Stated exercise -> Find every line in the data below that contains the string "bridge", and copy each of those lines in full.

Extracted information ->
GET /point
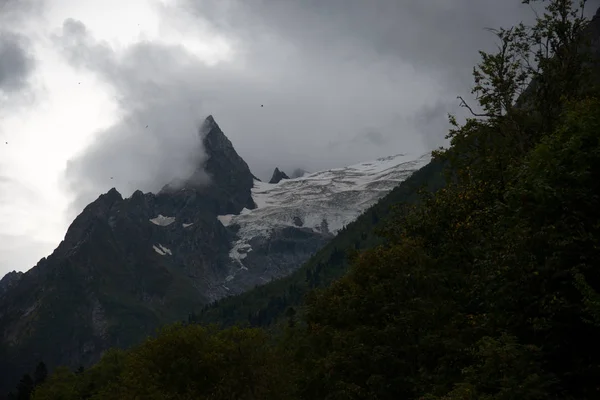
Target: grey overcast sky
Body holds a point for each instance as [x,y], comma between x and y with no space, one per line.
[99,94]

---

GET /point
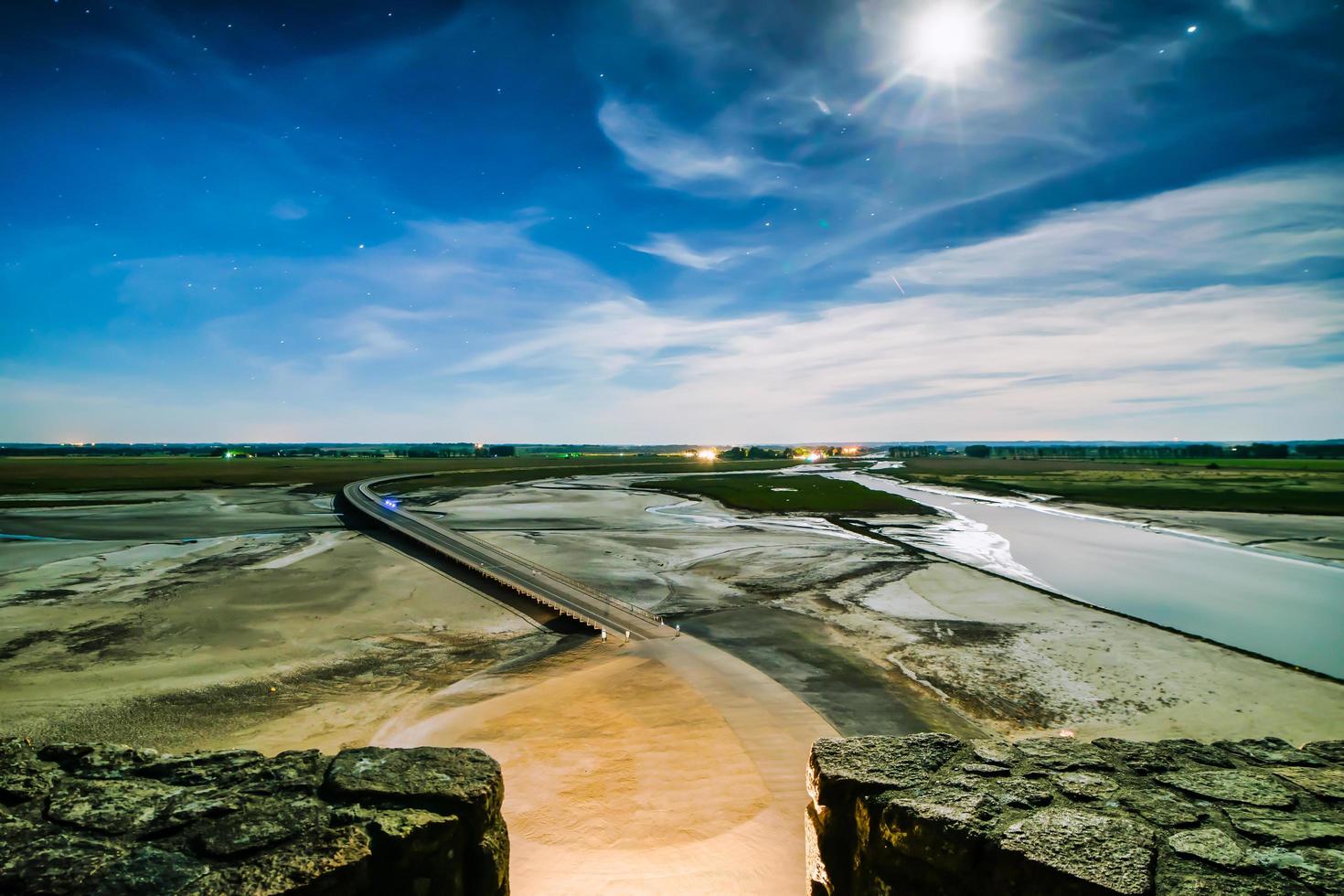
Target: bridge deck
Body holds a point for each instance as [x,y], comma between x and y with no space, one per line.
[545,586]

---

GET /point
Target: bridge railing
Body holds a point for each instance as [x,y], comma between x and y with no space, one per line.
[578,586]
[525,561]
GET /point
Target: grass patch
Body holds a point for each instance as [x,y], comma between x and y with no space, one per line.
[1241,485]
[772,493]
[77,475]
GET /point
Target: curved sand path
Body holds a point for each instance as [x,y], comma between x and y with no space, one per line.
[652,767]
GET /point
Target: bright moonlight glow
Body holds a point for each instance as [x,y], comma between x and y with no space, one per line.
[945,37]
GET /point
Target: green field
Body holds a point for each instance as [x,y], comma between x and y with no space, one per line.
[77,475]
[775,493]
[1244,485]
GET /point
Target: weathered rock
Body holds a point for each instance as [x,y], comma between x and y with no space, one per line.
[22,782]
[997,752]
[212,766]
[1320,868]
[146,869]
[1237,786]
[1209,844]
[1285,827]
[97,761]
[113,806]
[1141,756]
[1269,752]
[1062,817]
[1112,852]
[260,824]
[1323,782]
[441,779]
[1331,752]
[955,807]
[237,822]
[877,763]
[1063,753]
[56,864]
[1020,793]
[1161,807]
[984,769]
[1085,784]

Task response ->
Target: bridge deck
Target: bridge railing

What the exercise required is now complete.